**Working data**:
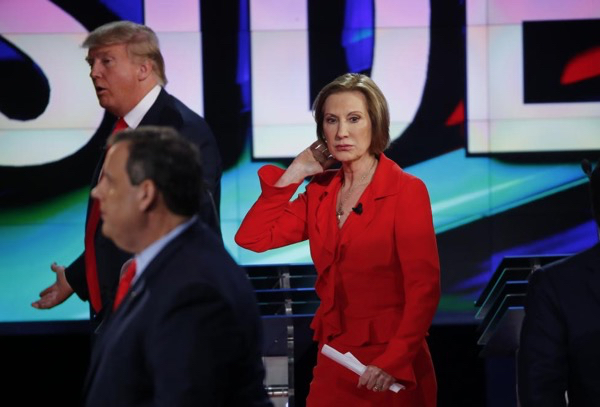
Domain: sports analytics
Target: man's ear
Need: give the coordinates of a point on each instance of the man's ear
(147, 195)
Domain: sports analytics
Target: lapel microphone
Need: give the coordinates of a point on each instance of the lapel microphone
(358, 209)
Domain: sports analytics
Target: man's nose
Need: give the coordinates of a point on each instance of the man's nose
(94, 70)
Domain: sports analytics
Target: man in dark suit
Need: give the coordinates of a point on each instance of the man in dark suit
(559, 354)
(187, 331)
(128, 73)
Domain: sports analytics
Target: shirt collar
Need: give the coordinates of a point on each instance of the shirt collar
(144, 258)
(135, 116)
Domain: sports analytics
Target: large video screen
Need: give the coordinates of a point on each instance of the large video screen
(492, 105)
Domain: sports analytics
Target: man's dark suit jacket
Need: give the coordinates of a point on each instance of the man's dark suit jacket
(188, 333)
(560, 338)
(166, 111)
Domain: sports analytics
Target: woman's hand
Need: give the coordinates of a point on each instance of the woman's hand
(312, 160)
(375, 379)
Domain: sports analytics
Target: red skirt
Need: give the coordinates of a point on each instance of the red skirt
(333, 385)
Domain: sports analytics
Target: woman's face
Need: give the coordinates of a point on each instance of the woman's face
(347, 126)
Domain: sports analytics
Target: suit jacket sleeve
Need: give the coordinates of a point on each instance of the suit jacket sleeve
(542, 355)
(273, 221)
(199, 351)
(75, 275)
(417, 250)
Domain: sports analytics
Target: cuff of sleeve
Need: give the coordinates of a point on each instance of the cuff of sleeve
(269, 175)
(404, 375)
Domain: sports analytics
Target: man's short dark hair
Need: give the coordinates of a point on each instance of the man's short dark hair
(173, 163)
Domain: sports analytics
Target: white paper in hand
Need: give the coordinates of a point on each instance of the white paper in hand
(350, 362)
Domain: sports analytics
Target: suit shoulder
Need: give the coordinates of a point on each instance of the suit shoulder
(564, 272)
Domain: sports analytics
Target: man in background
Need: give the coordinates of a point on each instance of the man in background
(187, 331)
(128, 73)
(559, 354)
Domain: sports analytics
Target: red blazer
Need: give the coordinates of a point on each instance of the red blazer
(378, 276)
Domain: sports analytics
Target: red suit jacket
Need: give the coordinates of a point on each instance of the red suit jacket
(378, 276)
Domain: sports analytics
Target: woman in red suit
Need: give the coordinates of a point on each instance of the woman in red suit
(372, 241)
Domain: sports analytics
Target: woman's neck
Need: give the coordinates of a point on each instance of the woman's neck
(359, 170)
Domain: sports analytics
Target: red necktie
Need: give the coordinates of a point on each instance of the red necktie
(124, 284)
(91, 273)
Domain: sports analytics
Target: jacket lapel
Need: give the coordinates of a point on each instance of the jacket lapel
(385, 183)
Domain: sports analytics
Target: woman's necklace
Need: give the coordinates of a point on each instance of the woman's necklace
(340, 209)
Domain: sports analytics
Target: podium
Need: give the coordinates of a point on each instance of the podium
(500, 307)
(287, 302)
* * *
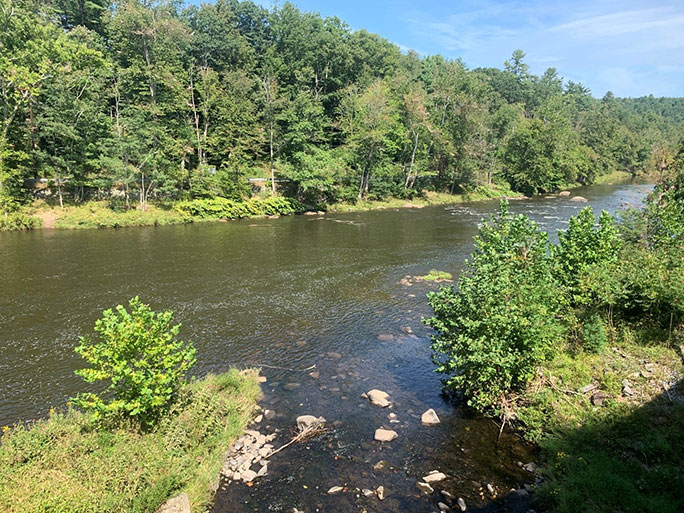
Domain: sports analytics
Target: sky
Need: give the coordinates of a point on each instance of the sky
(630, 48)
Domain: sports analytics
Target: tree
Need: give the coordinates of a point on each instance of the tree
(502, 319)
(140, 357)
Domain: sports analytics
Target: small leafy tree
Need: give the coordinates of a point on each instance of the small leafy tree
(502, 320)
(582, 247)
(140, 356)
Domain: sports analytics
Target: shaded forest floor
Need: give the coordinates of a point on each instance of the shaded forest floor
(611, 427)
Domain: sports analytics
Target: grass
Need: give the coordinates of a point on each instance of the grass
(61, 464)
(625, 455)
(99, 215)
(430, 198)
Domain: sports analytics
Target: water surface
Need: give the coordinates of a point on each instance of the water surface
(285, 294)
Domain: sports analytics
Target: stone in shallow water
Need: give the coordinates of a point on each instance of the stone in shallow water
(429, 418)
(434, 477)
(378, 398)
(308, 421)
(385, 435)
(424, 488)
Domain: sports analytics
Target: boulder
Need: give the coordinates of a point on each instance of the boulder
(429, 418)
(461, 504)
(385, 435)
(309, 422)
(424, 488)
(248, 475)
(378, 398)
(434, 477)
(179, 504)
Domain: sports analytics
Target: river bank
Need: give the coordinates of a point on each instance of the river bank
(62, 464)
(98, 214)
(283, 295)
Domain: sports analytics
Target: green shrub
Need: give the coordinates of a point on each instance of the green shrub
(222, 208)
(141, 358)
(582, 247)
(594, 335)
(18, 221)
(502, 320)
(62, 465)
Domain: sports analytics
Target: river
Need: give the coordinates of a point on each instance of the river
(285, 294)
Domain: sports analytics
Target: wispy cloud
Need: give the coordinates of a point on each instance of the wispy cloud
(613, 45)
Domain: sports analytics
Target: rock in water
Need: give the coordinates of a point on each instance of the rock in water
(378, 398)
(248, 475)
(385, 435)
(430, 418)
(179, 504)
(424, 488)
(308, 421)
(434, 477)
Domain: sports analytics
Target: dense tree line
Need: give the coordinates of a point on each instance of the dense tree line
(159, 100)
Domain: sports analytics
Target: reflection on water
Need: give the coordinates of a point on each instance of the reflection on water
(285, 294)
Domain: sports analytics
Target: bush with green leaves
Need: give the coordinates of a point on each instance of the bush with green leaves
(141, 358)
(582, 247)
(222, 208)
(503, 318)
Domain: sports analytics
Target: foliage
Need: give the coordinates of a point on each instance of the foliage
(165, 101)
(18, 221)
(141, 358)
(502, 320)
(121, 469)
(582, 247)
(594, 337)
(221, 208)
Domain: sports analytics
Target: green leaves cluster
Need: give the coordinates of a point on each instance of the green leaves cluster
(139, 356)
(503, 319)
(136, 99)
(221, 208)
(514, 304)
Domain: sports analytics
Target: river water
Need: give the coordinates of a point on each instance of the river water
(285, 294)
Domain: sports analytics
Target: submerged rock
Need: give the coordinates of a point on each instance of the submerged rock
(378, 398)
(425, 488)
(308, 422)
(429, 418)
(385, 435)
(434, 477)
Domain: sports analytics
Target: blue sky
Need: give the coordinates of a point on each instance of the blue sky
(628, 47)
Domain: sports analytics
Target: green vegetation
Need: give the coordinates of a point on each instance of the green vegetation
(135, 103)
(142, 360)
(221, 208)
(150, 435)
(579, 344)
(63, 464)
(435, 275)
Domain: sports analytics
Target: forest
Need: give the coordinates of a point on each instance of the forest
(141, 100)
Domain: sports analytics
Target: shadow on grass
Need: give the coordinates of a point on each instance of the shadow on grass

**Work task**: Will you return exactly the lines above from the one with "Target: wispy cloud" down to the one with "Target: forest", counting both as part of the range?

**Written answer**:
Target: wispy cloud
Need: give the coordinates of a point on each instance of the wispy cloud
(613, 45)
Domain: sports analytics
Target: rock in water
Need: give the coordinates of a point on each instance of the rock in water
(378, 398)
(248, 475)
(385, 435)
(430, 418)
(179, 504)
(424, 488)
(308, 421)
(434, 477)
Domain: sports analytics
Target: dense tree line
Need: give the coordinates of a point on each instance of the dense tree line
(159, 100)
Domain: sports analytics
Target: reflection on water
Need: give the coordinates of a point on each instance of the reflection on water
(285, 294)
Domain: sports analytics
Target: bush with green leaves
Need: give the coordinates of a point on each instance of the bush with green leaves
(141, 358)
(582, 247)
(222, 208)
(503, 318)
Domain: sports analytics
Target: foliage
Need: give the coordinates of a point on each instance of the foliage
(165, 101)
(18, 221)
(141, 358)
(502, 320)
(121, 469)
(582, 247)
(594, 337)
(221, 208)
Domain: sports analytics
Target: green leaves cluster
Need: give the coordinates of a point on each instance of the green leaves cluster
(139, 356)
(503, 319)
(136, 99)
(221, 208)
(514, 304)
Domain: sports analytics
Target: river water
Need: give the coordinates of a point on each instance of the river water
(285, 294)
Domain: sports analytics
Target: submerged rock
Need: give the coordinates of a point on each instance of the submerged rock
(378, 398)
(425, 488)
(308, 422)
(429, 418)
(385, 435)
(434, 477)
Domain: sports analytics
Target: blue sky
Need: give the coordinates of a point on each instance of the blue sky
(628, 47)
Domain: sports analytics
Target: green vegetation
Need: give the coordinates of a point on each instance of the green vegetation
(135, 103)
(142, 360)
(221, 208)
(150, 435)
(579, 344)
(63, 464)
(435, 275)
Domain: sports analytics
Target: forest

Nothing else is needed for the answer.